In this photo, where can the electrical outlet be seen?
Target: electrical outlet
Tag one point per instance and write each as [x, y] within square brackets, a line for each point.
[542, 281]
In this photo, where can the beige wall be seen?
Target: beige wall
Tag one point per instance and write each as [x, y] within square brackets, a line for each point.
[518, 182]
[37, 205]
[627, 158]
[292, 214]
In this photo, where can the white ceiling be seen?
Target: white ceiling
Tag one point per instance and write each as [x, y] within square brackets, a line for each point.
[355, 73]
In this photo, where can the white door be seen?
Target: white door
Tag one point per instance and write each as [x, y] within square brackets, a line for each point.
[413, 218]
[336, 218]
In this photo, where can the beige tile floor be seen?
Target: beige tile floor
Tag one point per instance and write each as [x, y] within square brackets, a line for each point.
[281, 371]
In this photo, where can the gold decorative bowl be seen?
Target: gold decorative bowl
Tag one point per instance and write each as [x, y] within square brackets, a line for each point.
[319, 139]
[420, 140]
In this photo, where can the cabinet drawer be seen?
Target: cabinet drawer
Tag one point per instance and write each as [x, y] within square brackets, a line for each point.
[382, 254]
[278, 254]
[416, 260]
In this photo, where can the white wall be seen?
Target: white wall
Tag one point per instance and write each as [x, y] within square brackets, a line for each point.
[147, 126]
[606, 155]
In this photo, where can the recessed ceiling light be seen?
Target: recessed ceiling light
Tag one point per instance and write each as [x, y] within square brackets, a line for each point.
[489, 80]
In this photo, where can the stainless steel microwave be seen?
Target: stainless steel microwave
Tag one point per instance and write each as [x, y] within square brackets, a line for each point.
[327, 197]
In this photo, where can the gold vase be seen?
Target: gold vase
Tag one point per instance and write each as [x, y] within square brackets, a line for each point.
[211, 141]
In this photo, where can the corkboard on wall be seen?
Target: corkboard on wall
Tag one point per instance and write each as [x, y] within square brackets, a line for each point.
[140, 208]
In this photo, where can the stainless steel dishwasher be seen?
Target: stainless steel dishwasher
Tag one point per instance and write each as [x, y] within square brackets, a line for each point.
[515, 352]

• **TRY IT**: Would you please give back all of the material above exactly as it stands?

• **EXPECTED ANSWER**:
In this photo, where can the electrical outlet be seen?
Target: electrical outlet
Tag one point per instance and write each as [x, y] within square brackets, a line for each point.
[542, 281]
In this photo, where can the beige wall be seen?
Target: beige wall
Tag one point per instance and write each as [x, y] within square brackets, a line for each point.
[518, 182]
[37, 205]
[627, 158]
[292, 214]
In this photo, where can the white ceiling be seen?
Target: white ceiling
Tag one point per instance and write each as [x, y] within square brackets, a line for each point.
[355, 73]
In this photo, where can the white door be seen?
Target: white door
Tag one point per instance and write each as [x, y] within square brackets, a line for each point.
[413, 218]
[336, 218]
In this photo, where can the beige tile floor be seen?
Target: beige tile floor
Tag one point per instance and write each as [x, y] within square brackets, a line for each point.
[281, 371]
In this photo, where can the gold decorative bowl be seen?
Target: gold decorative bowl
Tag one point per instance and write each as [x, y] within square brackets, a line for each point.
[319, 139]
[420, 140]
In this photo, where can the cabinet drawer be seen?
Target: cabinet drawer
Tag one point per instance and write each as [x, y] within square brackets, a line for each point.
[382, 254]
[278, 254]
[416, 260]
In this photo, where can the white wall be seen?
Target: white wall
Tag one point per instance and write each as [x, y] within square brackets, a line for each point.
[147, 126]
[606, 155]
In this photo, where can the recessed ceiling light be seen?
Target: recessed ceiling light
Tag one point per instance and write each as [x, y] within square brackets, a line for each point.
[489, 80]
In this photo, where can the stainless steel microwave be seen?
Target: stainless steel microwave
Tag one point per instance and write each as [x, y] within square brackets, a line for each point.
[327, 197]
In this photo, where can the gold vase be seen?
Target: gold vase
Tag one point per instance and write each as [x, y] within square brackets, a line for each point.
[211, 141]
In this photo, where can the corkboard on wall be seen?
Target: corkboard on wall
Tag one point per instance and write each as [x, y] within square brackets, a line for each point.
[140, 208]
In this photo, where can the stainless steel dishwasher be seen?
Target: stainless steel dishwasher
Tag one point per instance and write each as [x, y] within square brackets, a line for each point.
[515, 352]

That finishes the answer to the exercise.